Lettre ouverte aux travailleurs de l’asile
Nous, salarié(e)s du secteur de l’asile à Coallia et à France terre d’asile, avons décidé de ne plus rester passifs. Le constat que nous dressons de notre réalité quotidienne est accablant. Pour relancer un système à bout de souffle, le gouvernement a modifié la législation relative à l’asile via une loi adoptée par le Parlement le 29 juillet 2015. Les nouvelles mesures visent à réguler l’accueil des demandeurs d’asile : raccourcissement des délais de procédure, création de places d’hébergement, prise en compte de la vulnérabilité, etc. Nous pensons qu’en dépit de ses bonnes intentions cette loi n’améliorera pas la situation des demandeurs d’asile.
Symbole du désengagement de l’État, la mise en concurrence des opérateurs entraîne une dégradation des conditions d’accueil et par conséquent de nos conditions de travail. Parce qu’ils ne peuvent pas ne pas en être, les opérateurs s’obligent à répondre à des appels d’offres aux budgets sous-évalués pour les missions à réaliser.
Avec le pré-accueil généralisé avant le passage au guichet unique, nous devons, à effectif constant, recevoir un nombre plus important de demandeurs d’asile. Ce phénomène est accentué par l’accélération de la procédure (de 18 à 9 mois) et l’augmentation des cadences se fait à notre détriment comme à celui des bénéficiaires. La surcharge de travail entraîne stress, fatigue, arrêts maladie et départs. Le manque chronique de personnel nous oblige à être dans une polyvalence forcée au détriment du travail social. Nous nous transformons alors en robots exécutants contraints de s’adapter à de nouvelles directives, souvent incompatibles avec la réalité du terrain.

[DONNÉES]:
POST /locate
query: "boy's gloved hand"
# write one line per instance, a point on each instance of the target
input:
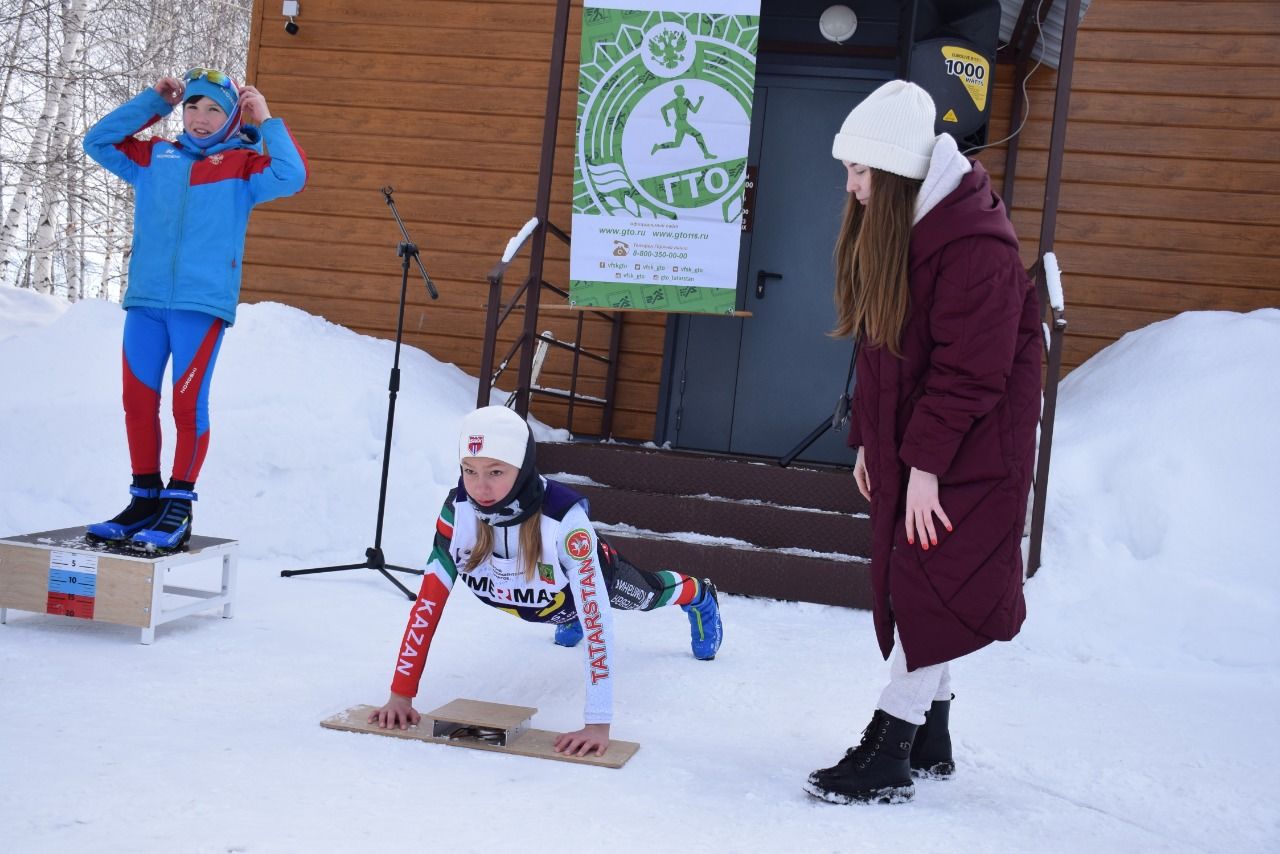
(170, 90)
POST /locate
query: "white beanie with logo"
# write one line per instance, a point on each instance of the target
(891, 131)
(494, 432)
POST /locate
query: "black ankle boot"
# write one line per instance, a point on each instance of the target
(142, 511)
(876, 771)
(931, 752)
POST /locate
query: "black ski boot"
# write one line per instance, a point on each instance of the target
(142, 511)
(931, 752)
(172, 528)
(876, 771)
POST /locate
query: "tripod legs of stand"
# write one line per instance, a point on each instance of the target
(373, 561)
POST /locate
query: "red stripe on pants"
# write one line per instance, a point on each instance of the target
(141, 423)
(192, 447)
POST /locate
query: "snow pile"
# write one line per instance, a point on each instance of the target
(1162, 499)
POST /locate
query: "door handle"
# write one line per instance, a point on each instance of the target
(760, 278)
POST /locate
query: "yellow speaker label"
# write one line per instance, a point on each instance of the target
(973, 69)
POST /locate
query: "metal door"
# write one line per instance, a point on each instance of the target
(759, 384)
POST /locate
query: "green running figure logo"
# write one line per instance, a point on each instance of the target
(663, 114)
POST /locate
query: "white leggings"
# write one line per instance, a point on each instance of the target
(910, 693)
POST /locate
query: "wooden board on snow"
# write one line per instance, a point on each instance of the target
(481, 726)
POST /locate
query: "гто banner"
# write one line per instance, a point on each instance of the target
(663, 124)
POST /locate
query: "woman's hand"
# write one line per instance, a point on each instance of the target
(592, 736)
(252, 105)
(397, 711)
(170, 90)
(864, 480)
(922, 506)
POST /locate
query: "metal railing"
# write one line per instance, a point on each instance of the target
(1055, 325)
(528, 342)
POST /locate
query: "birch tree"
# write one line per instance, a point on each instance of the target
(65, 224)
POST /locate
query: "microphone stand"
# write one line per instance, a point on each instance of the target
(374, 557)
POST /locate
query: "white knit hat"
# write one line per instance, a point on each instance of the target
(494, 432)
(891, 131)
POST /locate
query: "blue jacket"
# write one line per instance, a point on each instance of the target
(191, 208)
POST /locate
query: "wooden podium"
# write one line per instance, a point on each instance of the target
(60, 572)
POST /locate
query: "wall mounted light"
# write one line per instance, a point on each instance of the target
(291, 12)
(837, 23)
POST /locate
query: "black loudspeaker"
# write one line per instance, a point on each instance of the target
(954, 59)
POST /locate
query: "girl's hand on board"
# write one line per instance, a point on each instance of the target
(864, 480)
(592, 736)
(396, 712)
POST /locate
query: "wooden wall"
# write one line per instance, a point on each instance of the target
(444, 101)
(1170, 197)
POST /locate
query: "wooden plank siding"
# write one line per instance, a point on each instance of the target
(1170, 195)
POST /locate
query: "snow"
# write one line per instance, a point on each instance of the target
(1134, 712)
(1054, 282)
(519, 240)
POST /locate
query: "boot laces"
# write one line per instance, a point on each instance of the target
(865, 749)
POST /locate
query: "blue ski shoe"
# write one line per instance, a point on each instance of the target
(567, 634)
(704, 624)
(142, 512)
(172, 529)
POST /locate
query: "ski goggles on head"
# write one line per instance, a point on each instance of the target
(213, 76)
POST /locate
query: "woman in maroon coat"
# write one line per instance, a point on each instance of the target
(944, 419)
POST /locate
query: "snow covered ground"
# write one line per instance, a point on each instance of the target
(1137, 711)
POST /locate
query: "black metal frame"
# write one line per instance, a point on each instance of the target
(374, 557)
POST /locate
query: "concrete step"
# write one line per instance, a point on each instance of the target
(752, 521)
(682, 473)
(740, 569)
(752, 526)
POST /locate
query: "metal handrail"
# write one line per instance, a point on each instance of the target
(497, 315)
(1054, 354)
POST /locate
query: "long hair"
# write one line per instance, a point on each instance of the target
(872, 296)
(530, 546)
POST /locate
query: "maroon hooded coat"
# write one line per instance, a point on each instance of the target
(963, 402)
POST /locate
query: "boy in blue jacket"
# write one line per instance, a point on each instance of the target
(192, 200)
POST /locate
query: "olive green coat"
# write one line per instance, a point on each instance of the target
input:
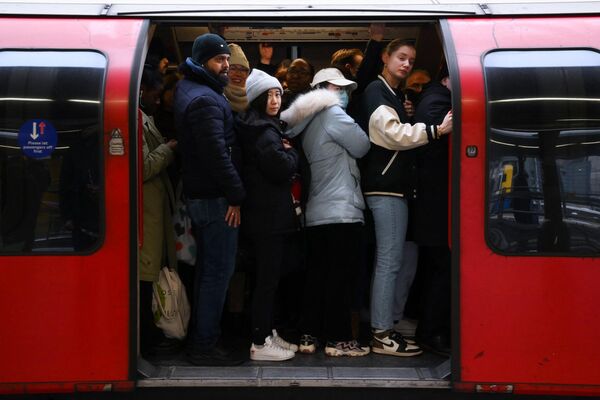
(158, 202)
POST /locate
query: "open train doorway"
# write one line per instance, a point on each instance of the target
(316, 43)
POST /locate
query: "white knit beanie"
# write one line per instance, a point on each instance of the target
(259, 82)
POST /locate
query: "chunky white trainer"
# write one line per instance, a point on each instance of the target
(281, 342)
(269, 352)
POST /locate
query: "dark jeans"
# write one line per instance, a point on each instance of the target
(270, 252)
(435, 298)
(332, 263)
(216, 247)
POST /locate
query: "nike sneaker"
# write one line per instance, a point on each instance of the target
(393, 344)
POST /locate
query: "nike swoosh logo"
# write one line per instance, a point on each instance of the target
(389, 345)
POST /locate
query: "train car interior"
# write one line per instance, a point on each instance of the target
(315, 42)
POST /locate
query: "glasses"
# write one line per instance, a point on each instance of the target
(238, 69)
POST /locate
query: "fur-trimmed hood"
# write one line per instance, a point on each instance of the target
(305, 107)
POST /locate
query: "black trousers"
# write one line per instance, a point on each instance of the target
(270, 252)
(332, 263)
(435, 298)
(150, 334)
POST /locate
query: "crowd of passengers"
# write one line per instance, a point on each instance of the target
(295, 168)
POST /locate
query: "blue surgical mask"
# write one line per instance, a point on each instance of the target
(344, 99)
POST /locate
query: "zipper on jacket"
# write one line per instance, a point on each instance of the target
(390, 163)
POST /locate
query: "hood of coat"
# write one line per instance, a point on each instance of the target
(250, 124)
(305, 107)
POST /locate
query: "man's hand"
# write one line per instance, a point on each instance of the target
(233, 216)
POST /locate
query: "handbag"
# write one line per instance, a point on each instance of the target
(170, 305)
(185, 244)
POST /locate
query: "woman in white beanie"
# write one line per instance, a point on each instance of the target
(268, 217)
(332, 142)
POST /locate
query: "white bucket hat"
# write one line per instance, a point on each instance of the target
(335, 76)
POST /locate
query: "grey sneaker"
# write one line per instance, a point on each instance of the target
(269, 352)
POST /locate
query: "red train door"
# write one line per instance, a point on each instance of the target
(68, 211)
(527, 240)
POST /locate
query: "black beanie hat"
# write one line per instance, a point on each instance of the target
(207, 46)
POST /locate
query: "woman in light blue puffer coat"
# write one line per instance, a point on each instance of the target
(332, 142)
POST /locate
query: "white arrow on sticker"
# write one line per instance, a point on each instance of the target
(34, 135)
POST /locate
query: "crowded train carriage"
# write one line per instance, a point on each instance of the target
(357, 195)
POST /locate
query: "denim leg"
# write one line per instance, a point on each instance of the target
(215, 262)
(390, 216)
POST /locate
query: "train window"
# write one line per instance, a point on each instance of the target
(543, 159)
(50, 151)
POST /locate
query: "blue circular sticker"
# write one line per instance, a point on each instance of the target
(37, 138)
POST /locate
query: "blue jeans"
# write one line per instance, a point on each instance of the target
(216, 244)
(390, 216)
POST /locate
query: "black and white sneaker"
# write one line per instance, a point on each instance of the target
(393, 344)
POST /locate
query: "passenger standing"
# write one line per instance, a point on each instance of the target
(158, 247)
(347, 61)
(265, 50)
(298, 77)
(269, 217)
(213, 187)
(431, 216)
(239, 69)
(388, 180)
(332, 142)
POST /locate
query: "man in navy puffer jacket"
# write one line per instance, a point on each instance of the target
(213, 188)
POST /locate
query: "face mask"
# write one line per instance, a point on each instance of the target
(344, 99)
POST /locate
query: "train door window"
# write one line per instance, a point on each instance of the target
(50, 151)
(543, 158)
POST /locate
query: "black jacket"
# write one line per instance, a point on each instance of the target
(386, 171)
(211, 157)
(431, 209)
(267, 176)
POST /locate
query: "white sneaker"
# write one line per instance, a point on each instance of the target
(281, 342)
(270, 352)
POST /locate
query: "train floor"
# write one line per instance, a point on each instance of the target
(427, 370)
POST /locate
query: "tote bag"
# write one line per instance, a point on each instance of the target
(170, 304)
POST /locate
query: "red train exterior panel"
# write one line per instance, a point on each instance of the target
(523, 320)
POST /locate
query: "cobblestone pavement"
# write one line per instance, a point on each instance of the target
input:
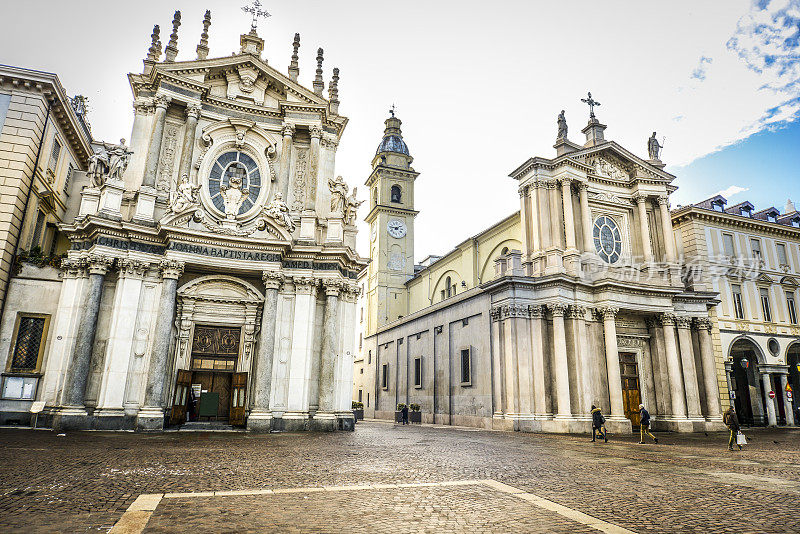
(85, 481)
...
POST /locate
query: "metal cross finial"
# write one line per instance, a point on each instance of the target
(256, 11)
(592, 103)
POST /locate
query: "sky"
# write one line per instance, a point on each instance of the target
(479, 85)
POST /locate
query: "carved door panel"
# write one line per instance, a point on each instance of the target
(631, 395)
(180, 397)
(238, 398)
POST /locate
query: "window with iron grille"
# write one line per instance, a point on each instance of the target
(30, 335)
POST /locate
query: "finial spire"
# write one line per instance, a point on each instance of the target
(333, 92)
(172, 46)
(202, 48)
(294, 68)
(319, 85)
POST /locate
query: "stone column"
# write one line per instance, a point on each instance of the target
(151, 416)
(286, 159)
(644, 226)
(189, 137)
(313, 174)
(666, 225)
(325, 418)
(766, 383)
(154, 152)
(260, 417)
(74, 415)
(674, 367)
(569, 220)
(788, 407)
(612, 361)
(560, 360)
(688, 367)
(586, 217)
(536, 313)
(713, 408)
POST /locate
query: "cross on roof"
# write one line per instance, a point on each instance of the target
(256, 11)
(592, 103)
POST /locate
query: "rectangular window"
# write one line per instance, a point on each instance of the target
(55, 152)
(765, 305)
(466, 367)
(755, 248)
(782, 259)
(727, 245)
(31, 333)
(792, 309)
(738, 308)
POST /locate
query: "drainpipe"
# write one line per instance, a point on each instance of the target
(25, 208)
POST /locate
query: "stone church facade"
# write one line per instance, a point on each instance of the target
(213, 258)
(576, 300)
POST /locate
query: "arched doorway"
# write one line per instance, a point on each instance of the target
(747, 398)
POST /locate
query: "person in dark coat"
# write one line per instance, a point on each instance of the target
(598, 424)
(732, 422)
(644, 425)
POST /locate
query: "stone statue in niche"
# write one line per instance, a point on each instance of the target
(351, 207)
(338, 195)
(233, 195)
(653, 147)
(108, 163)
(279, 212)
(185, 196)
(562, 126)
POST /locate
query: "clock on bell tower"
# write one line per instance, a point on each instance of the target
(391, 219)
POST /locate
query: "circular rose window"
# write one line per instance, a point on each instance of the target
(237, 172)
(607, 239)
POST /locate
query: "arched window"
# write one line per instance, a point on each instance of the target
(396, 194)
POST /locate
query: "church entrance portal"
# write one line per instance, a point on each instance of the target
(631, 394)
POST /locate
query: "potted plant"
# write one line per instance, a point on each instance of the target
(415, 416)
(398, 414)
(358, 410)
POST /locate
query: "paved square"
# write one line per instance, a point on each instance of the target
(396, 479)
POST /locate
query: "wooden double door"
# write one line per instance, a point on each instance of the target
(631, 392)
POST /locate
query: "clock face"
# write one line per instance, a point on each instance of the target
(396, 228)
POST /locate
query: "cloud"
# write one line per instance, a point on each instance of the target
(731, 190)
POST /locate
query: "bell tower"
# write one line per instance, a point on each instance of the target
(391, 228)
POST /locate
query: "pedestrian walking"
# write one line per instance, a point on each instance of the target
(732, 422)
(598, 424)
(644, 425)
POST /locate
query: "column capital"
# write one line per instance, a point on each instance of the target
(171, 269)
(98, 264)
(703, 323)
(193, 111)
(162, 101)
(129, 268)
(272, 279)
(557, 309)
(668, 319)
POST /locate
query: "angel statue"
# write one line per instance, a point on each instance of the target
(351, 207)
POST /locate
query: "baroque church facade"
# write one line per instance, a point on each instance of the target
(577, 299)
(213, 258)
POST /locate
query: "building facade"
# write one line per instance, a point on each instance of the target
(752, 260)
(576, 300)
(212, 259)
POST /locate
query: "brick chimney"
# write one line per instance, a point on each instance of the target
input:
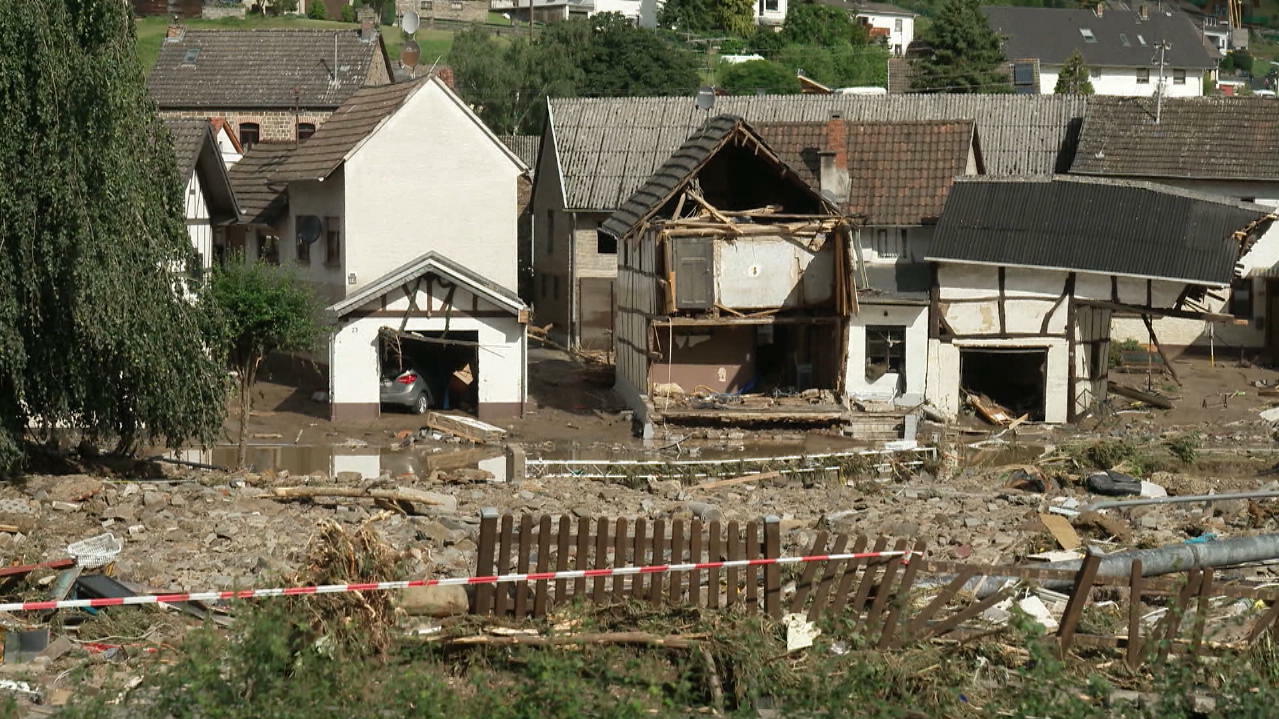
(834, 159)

[CONSIGNES]:
a. Indiquez si chacune des affirmations suivantes concorde avec la lettre ouverte sur l'asile, en justifiant par une citation exacte du texte : (i) la loi relative à l'asile a été adoptée par le Parlement le 29 juillet 2015 ; (ii) la durée de la procédure est passée de 9 à 18 mois ; (iii) les signataires estiment que cette loi améliorera la situation des demandeurs d'asile.
b. Recopiez mot pour mot, dans la lettre ouverte sur l'asile, tout le passage qui va de « Lettre ouverte aux » jusqu'à « des demandeurs d’asile. ».
c. Poursuivez la lettre ouverte sur l'asile à partir de sa dernière phrase.
Les lignes de données forment un matériau indépendant de la lettre ouverte.

[CORRIGÉ]:
a.
(i) Oui : « une loi adoptée par le Parlement le 29 juillet 2015 ».
(ii) Non : « l’accélération de la procédure (de 18 à 9 mois) ».
(iii) Non : « cette loi n’améliorera pas la situation des demandeurs d’asile ».

b.
Lettre ouverte aux travailleurs de l’asile
Nous, salarié(e)s du secteur de l’asile à Coallia et à France terre d’asile, avons décidé de ne plus rester passifs. Le constat que nous dressons de notre réalité quotidienne est accablant. Pour relancer un système à bout de souffle, le gouvernement a modifié la législation relative à l’asile via une loi adoptée par le Parlement le 29 juillet 2015. Les nouvelles mesures visent à réguler l’accueil des demandeurs d’asile : raccourcissement des délais de procédure, création de places d’hébergement, prise en compte de la vulnérabilité, etc. Nous pensons qu’en dépit de ses bonnes intentions cette loi n’améliorera pas la situation des demandeurs d’asile.

c.
Par ailleurs, l’augmentation du nombre des demandeurs d’asile sollicitant les dispositifs d’accueil contraint nombre d’entre eux à dormir devant les portes de nos structures pour avoir une chance d’être reçus. Leur sécurité comme la nôtre, dans et à l’extérieur des locaux, n’est plus garantie et face à cette situation anxiogène, nous devenons la cible principale de l’agressivité légitime qui peut en découler. A cela s’ajoutent des locaux inadaptés au sein desquels les normes d’hygiène et de sécurité ne sont pas respectées. Malgré nos multiples alertes et alors que l’État nous délègue ses missions, le soutien des pouvoirs publics est inexistant.
Confrontés à cette situation inacceptable et à une gestion catastrophique, nous demandons à l’État qu’il nous donne les moyens de faire notre travail dans de bonnes conditions et nous permette d’accueillir dignement toutes les personnes se présentant dans nos services.